* INSTRUCTIONS TO FOLLOW
Duplicate the rows below from the line with "The client would like the logo" to the line with "[229,184,267,213]", both included.

* SOURCE RECORDS
'''
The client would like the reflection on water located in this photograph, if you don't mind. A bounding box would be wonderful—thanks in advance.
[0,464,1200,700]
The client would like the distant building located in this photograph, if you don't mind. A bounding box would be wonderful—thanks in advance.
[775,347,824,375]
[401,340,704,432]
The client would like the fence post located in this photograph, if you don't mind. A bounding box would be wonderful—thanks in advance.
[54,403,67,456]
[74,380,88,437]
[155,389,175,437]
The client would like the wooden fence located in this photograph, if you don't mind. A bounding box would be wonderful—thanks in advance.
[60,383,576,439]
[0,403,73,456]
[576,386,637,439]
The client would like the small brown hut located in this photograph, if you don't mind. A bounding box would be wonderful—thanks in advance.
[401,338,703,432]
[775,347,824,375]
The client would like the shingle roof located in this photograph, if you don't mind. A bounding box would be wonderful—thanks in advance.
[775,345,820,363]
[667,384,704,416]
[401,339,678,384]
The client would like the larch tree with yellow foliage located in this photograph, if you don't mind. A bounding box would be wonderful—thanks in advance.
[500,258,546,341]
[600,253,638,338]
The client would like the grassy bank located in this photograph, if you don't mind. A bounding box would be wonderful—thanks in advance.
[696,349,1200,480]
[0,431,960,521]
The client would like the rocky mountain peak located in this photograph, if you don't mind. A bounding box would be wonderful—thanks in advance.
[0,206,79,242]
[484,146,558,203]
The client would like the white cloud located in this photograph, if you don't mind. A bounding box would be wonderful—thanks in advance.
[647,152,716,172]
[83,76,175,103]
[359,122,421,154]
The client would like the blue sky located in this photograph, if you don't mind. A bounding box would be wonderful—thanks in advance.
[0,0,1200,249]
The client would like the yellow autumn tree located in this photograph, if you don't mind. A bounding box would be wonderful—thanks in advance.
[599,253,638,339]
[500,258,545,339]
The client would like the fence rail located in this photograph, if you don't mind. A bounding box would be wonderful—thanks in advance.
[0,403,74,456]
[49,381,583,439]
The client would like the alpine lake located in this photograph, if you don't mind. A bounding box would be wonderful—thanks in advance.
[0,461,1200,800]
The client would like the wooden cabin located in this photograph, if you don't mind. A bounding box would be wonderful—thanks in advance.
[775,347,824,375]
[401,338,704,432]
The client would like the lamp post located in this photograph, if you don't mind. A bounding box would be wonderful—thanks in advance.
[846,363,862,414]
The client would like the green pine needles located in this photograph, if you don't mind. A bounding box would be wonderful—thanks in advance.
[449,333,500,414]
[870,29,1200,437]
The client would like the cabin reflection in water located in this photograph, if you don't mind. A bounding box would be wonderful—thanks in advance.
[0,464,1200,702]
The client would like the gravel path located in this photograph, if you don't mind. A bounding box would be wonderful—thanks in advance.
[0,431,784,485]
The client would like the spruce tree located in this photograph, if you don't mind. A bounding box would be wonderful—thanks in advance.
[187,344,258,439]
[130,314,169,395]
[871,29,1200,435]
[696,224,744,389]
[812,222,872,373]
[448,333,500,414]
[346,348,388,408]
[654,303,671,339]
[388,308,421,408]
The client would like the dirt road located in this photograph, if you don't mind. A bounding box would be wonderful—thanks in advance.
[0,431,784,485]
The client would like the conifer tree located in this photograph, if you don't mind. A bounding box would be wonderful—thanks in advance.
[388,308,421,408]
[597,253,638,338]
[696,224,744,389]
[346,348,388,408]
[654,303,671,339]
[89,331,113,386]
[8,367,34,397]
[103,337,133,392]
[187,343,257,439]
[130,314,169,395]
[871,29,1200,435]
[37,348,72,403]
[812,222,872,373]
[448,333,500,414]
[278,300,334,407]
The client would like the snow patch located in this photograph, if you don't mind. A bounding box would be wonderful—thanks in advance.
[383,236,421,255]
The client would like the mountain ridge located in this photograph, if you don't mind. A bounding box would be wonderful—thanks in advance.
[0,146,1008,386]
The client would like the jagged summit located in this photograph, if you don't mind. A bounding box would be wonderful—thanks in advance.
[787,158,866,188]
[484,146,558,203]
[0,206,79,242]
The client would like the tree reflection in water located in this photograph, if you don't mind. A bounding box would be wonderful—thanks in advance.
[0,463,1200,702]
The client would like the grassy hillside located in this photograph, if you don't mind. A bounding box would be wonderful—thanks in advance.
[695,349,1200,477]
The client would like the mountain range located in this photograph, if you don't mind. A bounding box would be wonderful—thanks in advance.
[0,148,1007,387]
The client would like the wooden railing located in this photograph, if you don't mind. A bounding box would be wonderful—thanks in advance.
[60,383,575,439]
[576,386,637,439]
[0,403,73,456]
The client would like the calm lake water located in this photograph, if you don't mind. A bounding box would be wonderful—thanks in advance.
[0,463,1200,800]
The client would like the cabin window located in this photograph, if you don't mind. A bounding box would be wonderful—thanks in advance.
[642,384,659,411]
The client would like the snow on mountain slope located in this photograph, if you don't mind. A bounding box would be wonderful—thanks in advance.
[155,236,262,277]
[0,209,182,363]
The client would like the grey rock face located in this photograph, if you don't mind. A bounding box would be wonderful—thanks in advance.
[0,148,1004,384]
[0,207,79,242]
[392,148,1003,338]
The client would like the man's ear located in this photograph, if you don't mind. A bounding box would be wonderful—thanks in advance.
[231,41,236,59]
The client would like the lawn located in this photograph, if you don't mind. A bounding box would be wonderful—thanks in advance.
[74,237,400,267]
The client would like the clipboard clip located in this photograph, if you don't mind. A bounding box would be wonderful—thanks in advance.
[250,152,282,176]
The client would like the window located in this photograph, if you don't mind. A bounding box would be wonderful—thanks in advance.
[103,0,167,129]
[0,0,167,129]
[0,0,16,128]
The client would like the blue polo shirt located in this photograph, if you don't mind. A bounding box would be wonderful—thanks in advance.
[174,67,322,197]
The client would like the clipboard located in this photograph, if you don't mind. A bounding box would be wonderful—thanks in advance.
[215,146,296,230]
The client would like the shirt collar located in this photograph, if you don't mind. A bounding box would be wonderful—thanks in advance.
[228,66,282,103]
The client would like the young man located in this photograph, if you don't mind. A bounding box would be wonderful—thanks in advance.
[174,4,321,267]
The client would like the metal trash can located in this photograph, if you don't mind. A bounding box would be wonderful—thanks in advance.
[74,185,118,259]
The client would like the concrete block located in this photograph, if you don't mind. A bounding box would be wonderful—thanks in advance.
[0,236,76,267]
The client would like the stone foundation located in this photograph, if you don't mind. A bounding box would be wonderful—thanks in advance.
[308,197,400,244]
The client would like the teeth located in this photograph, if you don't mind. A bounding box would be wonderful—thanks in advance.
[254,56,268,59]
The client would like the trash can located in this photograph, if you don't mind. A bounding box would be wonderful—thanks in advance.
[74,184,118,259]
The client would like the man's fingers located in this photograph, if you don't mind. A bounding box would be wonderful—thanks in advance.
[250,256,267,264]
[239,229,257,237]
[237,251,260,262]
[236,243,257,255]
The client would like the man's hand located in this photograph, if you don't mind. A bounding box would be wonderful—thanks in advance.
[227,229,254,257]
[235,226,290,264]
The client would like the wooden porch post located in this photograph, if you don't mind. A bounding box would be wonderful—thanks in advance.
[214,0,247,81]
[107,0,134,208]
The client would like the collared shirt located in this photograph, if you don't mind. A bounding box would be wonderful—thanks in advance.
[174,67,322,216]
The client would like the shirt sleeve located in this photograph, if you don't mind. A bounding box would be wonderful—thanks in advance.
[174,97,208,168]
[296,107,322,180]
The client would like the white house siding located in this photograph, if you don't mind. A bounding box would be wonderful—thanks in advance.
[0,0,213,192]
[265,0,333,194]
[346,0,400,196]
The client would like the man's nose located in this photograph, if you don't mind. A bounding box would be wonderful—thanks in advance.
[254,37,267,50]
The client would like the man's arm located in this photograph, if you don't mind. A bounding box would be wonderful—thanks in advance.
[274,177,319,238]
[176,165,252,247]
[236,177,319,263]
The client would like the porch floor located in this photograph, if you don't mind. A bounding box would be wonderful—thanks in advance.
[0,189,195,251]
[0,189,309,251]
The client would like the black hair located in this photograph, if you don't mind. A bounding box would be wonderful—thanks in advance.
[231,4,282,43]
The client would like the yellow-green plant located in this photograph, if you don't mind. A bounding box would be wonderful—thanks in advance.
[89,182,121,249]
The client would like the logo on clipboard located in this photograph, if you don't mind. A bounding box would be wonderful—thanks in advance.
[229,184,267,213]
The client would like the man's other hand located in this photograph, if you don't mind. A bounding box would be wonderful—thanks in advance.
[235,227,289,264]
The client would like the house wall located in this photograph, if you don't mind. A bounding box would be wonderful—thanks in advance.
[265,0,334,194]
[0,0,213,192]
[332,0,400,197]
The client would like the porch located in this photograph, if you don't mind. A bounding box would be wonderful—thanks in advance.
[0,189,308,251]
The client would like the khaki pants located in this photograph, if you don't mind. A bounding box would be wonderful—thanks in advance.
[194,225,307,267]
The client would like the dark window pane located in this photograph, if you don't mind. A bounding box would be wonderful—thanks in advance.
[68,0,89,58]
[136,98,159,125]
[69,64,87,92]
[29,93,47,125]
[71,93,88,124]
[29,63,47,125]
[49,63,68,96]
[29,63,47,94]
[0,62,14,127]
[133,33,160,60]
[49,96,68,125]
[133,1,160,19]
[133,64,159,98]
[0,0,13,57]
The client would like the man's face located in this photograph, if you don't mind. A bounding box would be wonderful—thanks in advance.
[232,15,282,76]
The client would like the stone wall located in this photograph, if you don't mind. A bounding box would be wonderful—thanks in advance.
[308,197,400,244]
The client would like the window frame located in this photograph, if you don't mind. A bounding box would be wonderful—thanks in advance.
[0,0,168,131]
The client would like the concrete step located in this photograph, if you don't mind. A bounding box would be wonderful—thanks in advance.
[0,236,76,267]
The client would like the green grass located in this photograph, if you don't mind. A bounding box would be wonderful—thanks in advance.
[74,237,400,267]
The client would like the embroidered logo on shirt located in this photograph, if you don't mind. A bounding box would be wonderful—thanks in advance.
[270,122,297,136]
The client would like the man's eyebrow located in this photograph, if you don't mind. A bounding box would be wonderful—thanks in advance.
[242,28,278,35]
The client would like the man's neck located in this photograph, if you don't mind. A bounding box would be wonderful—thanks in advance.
'''
* RESPONSE
The client would like the logo on clipboard located in this photograph, if you don't mind. A bounding box would be wonderful—thanks in advance.
[229,184,267,213]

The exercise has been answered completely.